■ Text extract:
┌──
[tdwg-content] Another example of non-overlapping concepts

Jim Croft jim.croft at gmail.com
Wed May 18 00:17:13 CEST 2011

hmmm... a  http://www.freebase.com/view/en/cougar seems to be an
'armoured fighting vehicle'...

which might be part of the point you are making... wondering if
NotEvenRemotelyTheSameAs is a valid relationship type... ;)


On Wed, May 18, 2011 at 8:00 AM, Peter DeVries <pete.devries at gmail.com> wrote:
> Hi Matt,
> It took me a while to ponder your question. There is a long answer which
> complex and easily misinterpreted and there is a shorter answer.
> For now I think the "shorter" answer set in a historical context is best.
> The best use of my abilities seems to be recognizing a "ability gap" and
> figuring out a technical solution or tool to address it.
> The most visible of these were involving microscopy and visualization tools
> to make complex ideas understandable.
└──
■ Challenge a: In the mailing list post, what relationship type does Jim Croft wonder might be valid?

■ Input data:
┌──
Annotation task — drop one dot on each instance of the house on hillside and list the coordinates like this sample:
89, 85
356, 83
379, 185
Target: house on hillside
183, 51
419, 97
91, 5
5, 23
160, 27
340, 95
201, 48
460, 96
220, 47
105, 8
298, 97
└──
■ Challenge b: Update the listing by replacing "house on hillside" with "hillside house" wherever it appears, keeping everything else the same.

■ Finished answer a: NotEvenRemotelyTheSameAs

■ Finished answer b:
Annotation task — drop one dot on each instance of the hillside house and list the coordinates like this sample:
89, 85
356, 83
379, 185
Target: hillside house
183, 51
419, 97
91, 5
5, 23
160, 27
340, 95
201, 48
460, 96
220, 47
105, 8
298, 97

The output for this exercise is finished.